(EXTRAIT FOURNI)
Chronique

Une tranche de vie de Lise Dion pour 66 $

Est-ce que les artistes qui viennent promouvoir un produit ou un évènement à la télé ou à la radio devraient recevoir un cachet ? Cette question est au cœur d’une nouvelle entente conclue en décembre dernier entre l’Union des artistes (UDA) et Radio-Canada.

Pour bien comprendre cet enjeu, il faut savoir qu’un membre de l’UDA reçoit systématiquement un cachet lorsqu’il est invité à la télévision ou à la radio publique pour offrir son talent. Une zone grise existait toutefois depuis des années au sujet des « entrevues promotionnelles ». Parfois on payait les artistes, parfois non. La signature de la plus récente entente collective* entre la société d’État et l’UDA vient clarifier cet aspect.

Depuis quelques semaines, les artistes qui viennent promouvoir un produit (disque, film, émission de télé, etc.) ou un évènement (production théâtrale, festival, etc.) reçoivent maintenant 66 $ pour leur passage à la radio ou 110 $ à la télé. Ce tarif est valable pour un segment n’excédant pas 10 minutes.

C’est Sophie Prégent, la patronne de l’UDA, qui m’a démêlé tout cela. La fougueuse présidente est très heureuse de cette entente. Pour elle, il s’agit d’une victoire importante. Et symbolique.

Autre nouveauté de l’entente : elle touche RDI. Beaucoup d’artistes, invités aux émissions du week-end, étaient mécontents de ne pas être rémunérés pour des entrevues au cours desquelles on mélangeait allègrement promotion, confidences et commentaires sur l’actualité. 

110 $

Somme que les artistes recevront dorénavant pour leur passage à RDI

Cette entente est intéressante à bien des égards, mais contient aussi ses revers. Comment Radio-Canada se retrouve-t-elle à devoir payer un artiste qui vient « vendre » son spectacle d’humour ou le salon machin-truc dont il est le porte-parole ? Précisons que les radios privées et les journaux ne payent pas les artistes qui font de la promo.

Cette rétribution ne devrait-elle pas être assurée par les producteurs de films, de disques, de spectacles ou d’évènements qui engagent les artistes ? Il existe un énorme flou autour de cela. On m’a expliqué que dans certains cas, le contrat signé par l’artiste et le producteur stipule que le cachet comprend le « service après-vente », c’est-à-dire la promo dudit évènement ou produit. Sophie Prégent a été catégorique : un artiste n’est jamais payé pour faire cela, m’a-t-elle dit.

(DONNÉES PRÉSENTÉES)
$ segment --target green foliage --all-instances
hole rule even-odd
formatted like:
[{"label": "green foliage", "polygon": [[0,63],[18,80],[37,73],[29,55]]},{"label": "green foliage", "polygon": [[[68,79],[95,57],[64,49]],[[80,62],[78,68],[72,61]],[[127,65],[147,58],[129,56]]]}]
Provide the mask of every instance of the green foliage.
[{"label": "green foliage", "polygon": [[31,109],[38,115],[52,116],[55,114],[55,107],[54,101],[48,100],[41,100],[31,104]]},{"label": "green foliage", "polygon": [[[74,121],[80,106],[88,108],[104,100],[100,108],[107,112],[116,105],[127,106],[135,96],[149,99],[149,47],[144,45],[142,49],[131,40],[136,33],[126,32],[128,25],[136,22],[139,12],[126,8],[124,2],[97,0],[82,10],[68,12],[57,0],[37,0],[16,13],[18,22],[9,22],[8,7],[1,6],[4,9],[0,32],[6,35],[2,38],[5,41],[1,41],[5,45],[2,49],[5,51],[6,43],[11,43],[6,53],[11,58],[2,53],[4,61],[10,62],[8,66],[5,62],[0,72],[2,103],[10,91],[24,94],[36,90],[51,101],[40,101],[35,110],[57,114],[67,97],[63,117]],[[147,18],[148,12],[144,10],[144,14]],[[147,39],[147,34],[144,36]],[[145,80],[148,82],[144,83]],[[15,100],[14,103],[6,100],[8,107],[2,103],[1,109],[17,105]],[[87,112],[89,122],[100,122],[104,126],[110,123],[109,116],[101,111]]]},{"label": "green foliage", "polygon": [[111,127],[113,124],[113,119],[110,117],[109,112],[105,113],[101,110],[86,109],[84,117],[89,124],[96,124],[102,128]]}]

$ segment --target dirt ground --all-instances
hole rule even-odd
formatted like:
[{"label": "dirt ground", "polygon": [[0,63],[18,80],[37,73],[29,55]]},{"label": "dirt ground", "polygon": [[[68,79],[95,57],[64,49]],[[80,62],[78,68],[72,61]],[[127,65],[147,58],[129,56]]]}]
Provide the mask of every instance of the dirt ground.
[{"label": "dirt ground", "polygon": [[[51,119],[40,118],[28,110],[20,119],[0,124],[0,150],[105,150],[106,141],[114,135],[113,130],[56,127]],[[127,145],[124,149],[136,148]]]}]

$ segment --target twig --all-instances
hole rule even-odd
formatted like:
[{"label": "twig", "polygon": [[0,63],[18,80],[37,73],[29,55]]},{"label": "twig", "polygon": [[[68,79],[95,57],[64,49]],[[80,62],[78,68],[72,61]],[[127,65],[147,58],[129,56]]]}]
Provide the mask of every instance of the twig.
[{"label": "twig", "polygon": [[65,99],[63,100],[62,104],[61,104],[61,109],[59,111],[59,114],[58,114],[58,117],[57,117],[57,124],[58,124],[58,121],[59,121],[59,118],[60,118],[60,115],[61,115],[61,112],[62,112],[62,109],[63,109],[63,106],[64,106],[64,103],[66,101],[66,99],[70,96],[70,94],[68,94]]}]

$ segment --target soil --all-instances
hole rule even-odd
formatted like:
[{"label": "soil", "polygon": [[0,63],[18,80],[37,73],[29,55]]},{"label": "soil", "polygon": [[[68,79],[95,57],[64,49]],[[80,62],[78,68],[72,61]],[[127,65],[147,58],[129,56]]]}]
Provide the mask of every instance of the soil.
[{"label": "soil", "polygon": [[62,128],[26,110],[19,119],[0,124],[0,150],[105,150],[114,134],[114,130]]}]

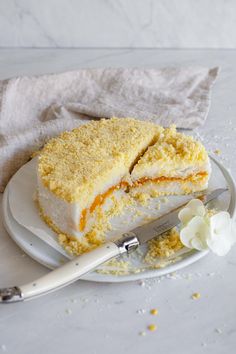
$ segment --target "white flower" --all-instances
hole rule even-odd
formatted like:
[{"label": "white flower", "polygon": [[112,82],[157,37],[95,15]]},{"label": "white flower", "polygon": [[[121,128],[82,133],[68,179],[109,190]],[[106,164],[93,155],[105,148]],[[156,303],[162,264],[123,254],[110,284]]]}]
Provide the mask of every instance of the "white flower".
[{"label": "white flower", "polygon": [[199,199],[192,199],[188,204],[180,210],[179,219],[183,225],[187,225],[194,216],[204,216],[206,209],[204,204]]},{"label": "white flower", "polygon": [[199,251],[207,249],[206,243],[209,234],[209,226],[201,216],[194,216],[180,231],[180,240],[188,248],[195,248]]},{"label": "white flower", "polygon": [[199,199],[191,200],[179,212],[179,219],[180,240],[188,248],[210,249],[224,256],[236,242],[236,228],[229,213],[221,211],[210,217]]},{"label": "white flower", "polygon": [[229,213],[221,211],[210,218],[208,247],[218,256],[224,256],[236,242],[235,224]]}]

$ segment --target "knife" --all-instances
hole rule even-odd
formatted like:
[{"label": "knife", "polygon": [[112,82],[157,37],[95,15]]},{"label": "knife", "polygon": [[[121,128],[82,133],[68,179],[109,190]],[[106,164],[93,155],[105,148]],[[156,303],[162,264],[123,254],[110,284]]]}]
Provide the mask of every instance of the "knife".
[{"label": "knife", "polygon": [[[207,204],[225,191],[227,189],[219,188],[210,193],[202,194],[197,198]],[[117,241],[107,242],[89,253],[76,257],[32,283],[20,287],[13,286],[0,289],[0,303],[28,300],[61,289],[111,258],[131,253],[138,246],[179,224],[178,213],[186,204],[171,210],[150,223],[124,233]]]}]

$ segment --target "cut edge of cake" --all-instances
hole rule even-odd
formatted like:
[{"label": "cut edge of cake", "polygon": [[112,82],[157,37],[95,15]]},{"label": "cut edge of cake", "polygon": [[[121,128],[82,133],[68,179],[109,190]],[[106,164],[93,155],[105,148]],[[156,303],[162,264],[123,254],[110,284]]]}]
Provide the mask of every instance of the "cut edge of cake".
[{"label": "cut edge of cake", "polygon": [[[95,134],[98,127],[103,126],[105,129],[105,134],[102,135],[104,139],[106,136],[109,137],[113,130],[112,125],[118,127],[117,136],[112,132],[113,140],[101,146],[99,137]],[[88,126],[91,135],[86,135]],[[80,134],[81,130],[84,134]],[[94,134],[97,142],[91,140]],[[92,147],[89,142],[93,143]],[[85,150],[86,146],[90,147],[88,150],[91,156],[88,158],[93,159],[97,154],[95,162],[100,167],[102,165],[106,173],[100,168],[99,181],[95,176],[99,170],[95,168],[94,172],[90,164],[94,179],[89,178],[89,170],[86,170],[81,179],[84,183],[73,189],[75,184],[68,179],[68,171],[73,177],[73,171],[78,168],[78,164],[74,166],[73,163],[73,157],[79,158],[77,145],[82,150],[83,147]],[[51,157],[53,151],[58,154],[55,160]],[[63,165],[65,153],[67,160],[69,153],[69,163]],[[107,160],[103,164],[104,158]],[[85,162],[82,161],[82,166]],[[64,132],[45,145],[38,162],[38,204],[44,221],[56,233],[71,239],[71,242],[77,240],[79,247],[81,244],[81,250],[85,252],[91,249],[94,243],[101,241],[101,238],[97,241],[94,238],[92,246],[88,248],[87,241],[83,239],[83,236],[91,231],[94,223],[98,222],[96,210],[101,214],[103,204],[115,193],[119,193],[119,190],[128,189],[133,197],[141,193],[152,197],[189,194],[207,188],[210,172],[210,162],[204,146],[192,137],[176,132],[174,126],[164,129],[153,123],[132,118],[102,119],[72,132]],[[78,180],[79,178],[76,179],[76,183]]]}]

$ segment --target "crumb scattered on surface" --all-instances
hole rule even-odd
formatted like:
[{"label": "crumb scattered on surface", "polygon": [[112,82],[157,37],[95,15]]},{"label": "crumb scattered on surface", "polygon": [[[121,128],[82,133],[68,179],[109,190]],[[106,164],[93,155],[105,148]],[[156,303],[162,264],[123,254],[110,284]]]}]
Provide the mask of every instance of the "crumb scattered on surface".
[{"label": "crumb scattered on surface", "polygon": [[158,309],[151,309],[150,310],[150,314],[153,316],[157,316],[158,315]]},{"label": "crumb scattered on surface", "polygon": [[198,300],[198,299],[200,299],[201,294],[200,293],[193,293],[191,297],[193,300]]},{"label": "crumb scattered on surface", "polygon": [[177,228],[173,228],[163,235],[148,242],[148,252],[145,262],[152,264],[158,257],[166,258],[183,248]]},{"label": "crumb scattered on surface", "polygon": [[215,328],[215,332],[218,333],[218,334],[222,334],[223,333],[222,329],[220,329],[220,328]]},{"label": "crumb scattered on surface", "polygon": [[146,336],[146,332],[144,332],[144,331],[139,332],[139,335],[142,336],[142,337],[144,337],[144,336]]},{"label": "crumb scattered on surface", "polygon": [[215,153],[216,155],[220,155],[220,154],[221,154],[221,150],[220,150],[220,149],[216,149],[216,150],[214,150],[214,153]]},{"label": "crumb scattered on surface", "polygon": [[151,332],[156,331],[156,329],[157,329],[157,326],[156,326],[155,324],[150,324],[150,325],[148,326],[148,330],[151,331]]},{"label": "crumb scattered on surface", "polygon": [[66,309],[66,311],[65,311],[65,312],[66,312],[66,314],[67,314],[67,315],[71,315],[71,314],[72,314],[71,309]]}]

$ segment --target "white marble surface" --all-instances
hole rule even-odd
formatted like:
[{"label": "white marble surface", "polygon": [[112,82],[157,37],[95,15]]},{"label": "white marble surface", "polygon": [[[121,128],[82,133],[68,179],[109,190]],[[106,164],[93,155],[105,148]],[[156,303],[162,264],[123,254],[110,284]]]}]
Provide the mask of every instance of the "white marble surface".
[{"label": "white marble surface", "polygon": [[[86,66],[222,67],[212,107],[198,129],[210,151],[236,177],[236,51],[1,50],[0,77]],[[51,295],[0,306],[0,353],[233,354],[236,348],[236,247],[223,258],[209,255],[164,277],[123,284],[78,281]],[[24,255],[0,218],[0,286],[33,280],[47,269]],[[191,295],[200,292],[199,300]],[[153,317],[149,310],[159,309]],[[140,309],[146,311],[138,313]],[[150,333],[147,325],[155,323]],[[146,331],[146,336],[139,332]]]},{"label": "white marble surface", "polygon": [[235,48],[234,0],[0,0],[0,47]]}]

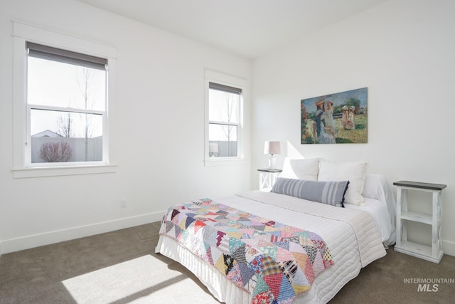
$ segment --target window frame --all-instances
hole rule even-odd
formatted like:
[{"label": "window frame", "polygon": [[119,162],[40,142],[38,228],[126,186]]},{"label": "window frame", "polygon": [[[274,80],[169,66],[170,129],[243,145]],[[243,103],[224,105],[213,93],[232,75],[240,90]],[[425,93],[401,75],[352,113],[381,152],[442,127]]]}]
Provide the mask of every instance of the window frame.
[{"label": "window frame", "polygon": [[[106,58],[106,108],[103,117],[103,160],[68,163],[32,163],[31,148],[30,105],[27,103],[26,43],[32,43],[88,56]],[[85,38],[13,21],[13,168],[14,178],[38,177],[85,174],[112,173],[117,170],[109,149],[109,125],[114,113],[114,80],[117,49]],[[33,108],[33,107],[32,107]],[[92,111],[95,112],[95,111]],[[109,117],[109,119],[108,119]],[[30,146],[30,145],[29,145]]]},{"label": "window frame", "polygon": [[[204,135],[204,163],[205,166],[241,164],[245,162],[245,122],[244,112],[247,88],[247,80],[238,77],[232,76],[221,73],[205,70],[205,135]],[[222,125],[232,125],[237,127],[237,156],[210,157],[209,152],[209,125],[217,123],[209,120],[209,90],[210,83],[218,85],[227,85],[242,90],[239,100],[239,122],[236,123],[223,122]]]}]

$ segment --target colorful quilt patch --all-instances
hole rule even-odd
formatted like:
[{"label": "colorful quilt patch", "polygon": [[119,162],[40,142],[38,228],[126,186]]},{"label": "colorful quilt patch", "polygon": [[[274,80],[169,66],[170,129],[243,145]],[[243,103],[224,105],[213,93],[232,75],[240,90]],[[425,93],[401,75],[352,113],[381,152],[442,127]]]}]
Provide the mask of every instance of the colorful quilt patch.
[{"label": "colorful quilt patch", "polygon": [[333,265],[317,234],[203,199],[170,208],[160,234],[214,266],[252,303],[291,303]]}]

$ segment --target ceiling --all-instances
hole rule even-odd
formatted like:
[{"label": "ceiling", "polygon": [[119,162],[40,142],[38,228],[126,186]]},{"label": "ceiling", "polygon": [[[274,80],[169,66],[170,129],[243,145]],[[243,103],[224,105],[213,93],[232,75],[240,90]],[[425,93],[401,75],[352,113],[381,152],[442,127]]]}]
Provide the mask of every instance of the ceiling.
[{"label": "ceiling", "polygon": [[386,0],[78,0],[255,58]]}]

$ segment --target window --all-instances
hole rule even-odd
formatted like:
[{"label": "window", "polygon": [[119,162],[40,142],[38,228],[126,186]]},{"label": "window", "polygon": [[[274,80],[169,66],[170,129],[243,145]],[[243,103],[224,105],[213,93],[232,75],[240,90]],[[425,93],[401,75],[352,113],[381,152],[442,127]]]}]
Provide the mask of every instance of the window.
[{"label": "window", "polygon": [[209,83],[208,149],[210,157],[237,157],[242,89]]},{"label": "window", "polygon": [[241,159],[243,89],[242,80],[207,72],[205,163]]},{"label": "window", "polygon": [[28,160],[102,163],[107,61],[29,42],[26,48]]},{"label": "window", "polygon": [[13,23],[14,177],[115,172],[108,130],[117,49]]}]

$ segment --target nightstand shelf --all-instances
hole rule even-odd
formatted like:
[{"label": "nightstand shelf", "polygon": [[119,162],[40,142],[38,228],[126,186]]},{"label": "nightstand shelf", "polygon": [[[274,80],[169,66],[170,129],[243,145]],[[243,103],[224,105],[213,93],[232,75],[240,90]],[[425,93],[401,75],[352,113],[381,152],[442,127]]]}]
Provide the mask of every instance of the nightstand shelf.
[{"label": "nightstand shelf", "polygon": [[[397,186],[397,243],[395,250],[410,256],[439,263],[444,252],[441,230],[442,224],[442,190],[445,184],[400,181]],[[424,214],[408,211],[408,190],[424,191],[432,194],[432,214]],[[423,223],[432,227],[432,246],[407,240],[407,221]]]}]

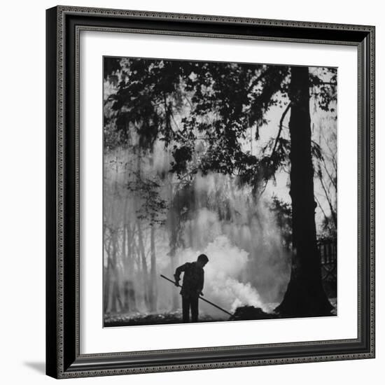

(CONSIGNES)
1 > Recopiez, parmi les entrées, la partie qui commence par la ligne contenant « --target window --all-instances » et se termine par celle contenant « Provide the mask of every instance of the window. », ces deux lignes incluses.
2 > Poursuivez la chronique sur la rémunération des artistes venus faire de la promotion à partir de l'endroit où elle s'arrête.
La chronique et les entrées n'ont aucun lien entre elles.

(RÉPONSES ATTENDUES)
1 >
$ segment --target window --all-instances
hole rule even-odd
formatted like:
[{"label": "window", "polygon": [[119,162],[40,142],[38,228],[126,186]]},{"label": "window", "polygon": [[[274,80],[169,66],[170,129],[243,145]],[[243,103],[224,105],[213,93],[232,75],[240,90]],[[425,93],[401,75],[352,113],[381,152],[442,127]]]}]
Provide the mask of every instance of the window.

2 >
Cette rétribution aura-t-elle un impact sur le contenu ? J’ai discuté avec quelques réalisateurs de la radio publique qui œuvrent à Montréal et en région. Selon eux, cela les obligera à faire des choix. Au lieu de recevoir deux ou trois comédiens d’une production cinématographique pour créer un moment vivant en ondes, ils ne vont en recevoir qu’un seul, m’a dit l’un d’eux. Ce sont les artistes moins connus qui vont écoper, m’a dit un autre. Ajoutons à cela qu’une entrevue qui autrefois pouvait s’étirer sur 20 ou 25 minutes devra maintenant être emballée en moins de 15 minutes, sinon un surplus devra être payé.

L’autre impact non négligeable touche les régions. Les stations régionales de Radio-Canada qui vivent avec des budgets microscopiques devront faire face à un certain défi. 

À tarifs égaux, qui favorisera-t-on entre un « talent local » et une « vedette de Montréal » ? « C’est la créativité qui en souffrira », m’a dit une réalisatrice.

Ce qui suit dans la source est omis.